## Excerpt provided
Strengths and Limitations
Strengths:
- Standards‑conformant, open‑source stack integrating MLflow, DVC, Git and MINIO automates lifecycle provenance and issues verifiable digital identities for datasets and models.
- Modular, on‑premise‑ready architecture records checksums and executable lineage (code, parameters, artifacts), reducing manual documentation while explicitly avoiding storage of raw PHI in the passport artifact.
Limitations:
- Post‑deployment monitoring is pending: drift detection, outlier detection and in‑use performance metrics are not yet integrated into the Passport artifact itself.
- Current implementation targets centralized workflows and was validated in prostate MRI; it does not yet support federated learning — generalizability and cross‑site portability require local validation in other modalities and settings.
Bottom Line
AIPassport is ready for on‑premise pilots to standardize AI lineage and audits for pharmacy and to reduce documentation burden; next steps are to integrate in‑use monitoring and to validate locally across sites and modalities.

## Supplied entries
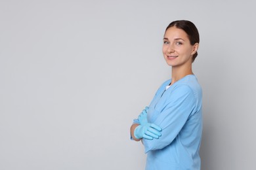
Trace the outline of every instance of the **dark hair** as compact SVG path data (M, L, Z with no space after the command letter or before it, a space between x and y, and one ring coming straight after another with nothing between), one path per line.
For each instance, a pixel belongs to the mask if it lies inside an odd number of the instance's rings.
M171 27L176 27L177 28L181 29L185 31L188 36L188 39L190 41L191 45L199 43L200 39L198 30L192 22L187 20L177 20L172 22L166 28L165 32L168 28ZM193 55L192 62L194 62L197 56L198 52Z

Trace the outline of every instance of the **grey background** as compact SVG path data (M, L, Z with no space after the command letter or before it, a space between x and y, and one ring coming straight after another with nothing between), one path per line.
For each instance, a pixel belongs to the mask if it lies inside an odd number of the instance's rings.
M170 78L173 20L200 33L202 169L256 169L253 1L0 1L0 169L143 169L133 119Z

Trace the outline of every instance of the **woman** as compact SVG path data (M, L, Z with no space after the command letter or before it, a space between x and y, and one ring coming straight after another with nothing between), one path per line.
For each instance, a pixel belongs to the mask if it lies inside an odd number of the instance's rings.
M192 69L199 41L190 21L173 22L165 29L163 54L171 78L131 127L131 137L144 144L147 170L200 169L202 94Z

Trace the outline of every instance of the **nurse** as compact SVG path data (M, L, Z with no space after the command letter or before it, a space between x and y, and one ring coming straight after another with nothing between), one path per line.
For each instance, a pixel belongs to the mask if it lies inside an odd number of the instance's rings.
M146 170L200 169L202 93L192 72L199 33L188 20L171 22L163 39L163 54L171 78L133 121L131 135L142 141Z

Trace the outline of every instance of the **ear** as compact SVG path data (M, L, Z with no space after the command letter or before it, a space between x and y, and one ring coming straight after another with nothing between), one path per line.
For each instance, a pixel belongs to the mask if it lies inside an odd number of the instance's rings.
M199 43L196 42L193 45L193 49L192 51L191 54L194 55L198 50L199 48Z

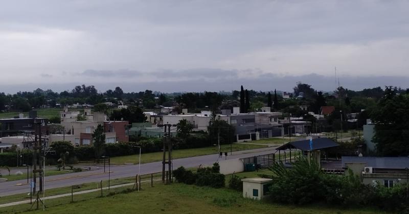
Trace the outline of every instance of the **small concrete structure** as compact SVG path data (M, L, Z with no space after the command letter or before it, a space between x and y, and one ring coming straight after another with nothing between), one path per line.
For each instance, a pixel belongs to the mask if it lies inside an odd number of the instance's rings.
M261 200L267 195L266 193L272 179L270 178L252 178L242 179L243 197Z

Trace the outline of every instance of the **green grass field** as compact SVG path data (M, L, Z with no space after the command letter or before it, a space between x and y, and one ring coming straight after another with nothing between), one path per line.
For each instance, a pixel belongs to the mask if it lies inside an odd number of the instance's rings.
M160 176L161 176L160 174L156 173L154 174L154 179L156 179L157 178L159 178ZM142 175L142 176L141 176L141 178L142 180L150 180L150 175L149 174L149 175ZM118 179L111 179L110 181L110 184L112 186L114 185L122 184L123 183L131 183L134 182L134 181L135 181L135 178L133 177L118 178ZM47 182L46 183L46 185L47 185ZM100 185L100 182L91 182L91 183L83 183L81 185L78 185L78 186L76 186L78 188L75 189L74 192L75 192L82 191L84 190L96 189L97 186L100 186L99 185ZM108 180L104 180L102 183L103 187L107 186L107 185L108 185ZM29 191L30 190L29 190ZM71 193L71 186L63 187L63 188L54 188L46 190L46 197L63 194L66 193ZM10 202L13 202L15 201L23 201L27 199L30 199L30 195L28 195L27 193L22 193L20 194L3 196L0 197L0 204L5 204ZM1 209L2 208L0 208L0 211L1 211ZM1 211L0 211L0 213L1 213Z
M246 150L248 149L265 148L266 146L251 144L232 145L233 151ZM222 145L220 146L222 152L230 152L230 145ZM173 150L173 158L181 158L184 157L194 157L207 154L217 154L219 148L217 146L197 148L195 149L178 149ZM163 152L151 152L142 154L141 156L141 163L146 163L161 161L163 157ZM139 161L139 155L120 156L111 158L112 164L124 164L125 163L137 164Z
M27 179L27 170L25 170L25 169L21 168L21 171L24 173L22 175L13 175L12 174L10 174L9 176L9 172L7 171L7 170L2 169L1 170L1 173L3 176L1 177L2 178L7 178L8 179L7 180L8 181L11 181L12 180L17 180ZM71 172L67 172L65 171L46 170L46 176L51 176L52 175L61 175L63 174L67 174L70 173L71 173ZM29 176L30 176L30 175L29 175Z
M60 111L62 111L62 109L38 109L37 111L37 116L38 117L44 118L51 118L53 117L59 117ZM24 114L24 116L29 116L28 112L9 112L0 113L0 119L12 118L15 116L18 116L19 113Z
M127 187L126 188L130 188ZM119 193L121 188L71 197L48 200L48 213L385 213L368 208L346 208L320 205L307 206L281 205L268 201L255 201L242 198L241 192L225 188L215 189L180 183L164 185L143 183L139 192ZM15 213L28 210L30 204L0 208L0 213ZM42 209L30 213L44 213Z
M50 119L54 117L60 117L60 111L62 111L62 109L37 109L37 116L38 117ZM80 112L83 112L83 109L73 109L72 110L79 111ZM0 119L13 118L15 116L18 116L19 113L24 114L25 117L29 116L29 113L21 112L9 112L6 113L0 113Z

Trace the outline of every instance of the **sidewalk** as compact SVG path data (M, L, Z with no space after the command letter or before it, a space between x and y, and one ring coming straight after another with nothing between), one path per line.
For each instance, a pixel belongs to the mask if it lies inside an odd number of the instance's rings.
M157 181L158 180L161 180L161 179L153 180L154 181ZM141 183L146 183L146 182L150 182L150 180L142 181L141 181ZM122 184L115 185L113 185L113 186L111 186L110 187L110 189L115 189L115 188L120 188L120 187L123 187L123 186L130 186L131 185L133 185L134 183L124 183L124 184ZM108 187L102 188L102 190L108 190ZM93 189L92 190L84 190L84 191L83 191L75 192L74 193L73 193L73 195L75 195L84 194L86 194L86 193L93 193L93 192L97 192L97 191L101 191L101 188ZM61 194L61 195L54 195L54 196L47 196L47 197L46 197L45 198L41 198L41 199L43 201L44 201L44 200L53 199L55 199L55 198L62 198L62 197L63 197L71 196L71 193L66 193L66 194ZM1 208L1 207L6 207L10 206L14 206L14 205L19 205L19 204L27 204L27 203L30 203L30 200L29 199L29 200L25 200L24 201L16 201L16 202L10 202L10 203L6 203L6 204L0 204L0 208Z

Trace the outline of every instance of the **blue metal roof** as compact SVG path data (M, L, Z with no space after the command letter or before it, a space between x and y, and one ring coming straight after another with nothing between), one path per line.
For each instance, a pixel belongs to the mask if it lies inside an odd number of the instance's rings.
M327 138L320 138L312 139L313 150L319 150L320 149L334 147L339 145L339 144L334 142L332 140ZM290 148L298 149L302 151L309 151L310 150L310 140L304 140L287 143L276 149L277 150L284 150Z
M350 157L343 156L342 167L346 163L365 163L367 167L377 169L405 169L409 168L409 157Z

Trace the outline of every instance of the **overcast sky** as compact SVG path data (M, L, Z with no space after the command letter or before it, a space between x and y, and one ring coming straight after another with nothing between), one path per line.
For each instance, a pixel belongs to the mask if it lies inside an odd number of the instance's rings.
M409 87L407 1L5 1L0 91Z

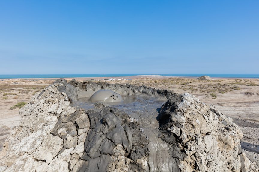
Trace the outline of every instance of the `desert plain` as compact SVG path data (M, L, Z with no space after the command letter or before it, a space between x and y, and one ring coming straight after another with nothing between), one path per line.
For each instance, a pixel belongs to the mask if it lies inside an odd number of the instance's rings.
M213 104L233 119L242 131L241 145L250 155L259 159L259 79L213 78L200 80L196 78L139 76L109 80L110 78L78 78L78 81L145 85L166 89L179 93L188 93L202 102ZM68 81L72 78L65 78ZM0 79L0 151L12 128L20 120L19 111L57 79ZM125 79L131 80L125 80Z

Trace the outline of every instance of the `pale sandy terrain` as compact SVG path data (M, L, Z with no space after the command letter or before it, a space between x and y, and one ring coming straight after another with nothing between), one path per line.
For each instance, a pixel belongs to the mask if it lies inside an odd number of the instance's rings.
M213 104L222 112L232 118L243 133L243 141L259 145L258 79L218 78L201 81L194 78L156 76L115 78L132 80L102 81L110 83L144 85L157 89L167 89L177 93L189 93L194 94L202 102ZM110 78L76 79L84 81ZM69 81L72 79L66 79ZM19 108L11 110L10 107L19 102L29 102L34 94L41 91L55 79L0 79L0 150L12 128L18 125L20 120ZM213 94L211 95L211 93Z

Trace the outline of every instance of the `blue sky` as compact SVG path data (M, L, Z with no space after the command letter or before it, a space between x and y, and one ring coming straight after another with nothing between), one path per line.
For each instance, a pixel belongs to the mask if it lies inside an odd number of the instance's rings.
M2 1L0 74L259 73L259 1Z

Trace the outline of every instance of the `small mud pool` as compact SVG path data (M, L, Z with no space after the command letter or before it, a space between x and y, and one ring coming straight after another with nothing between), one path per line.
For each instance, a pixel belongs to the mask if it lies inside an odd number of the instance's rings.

## What the task requires
In the strengths-and-limitations text above, what imaging application was the current implementation validated in?

## Problem solution
Prostate MRI.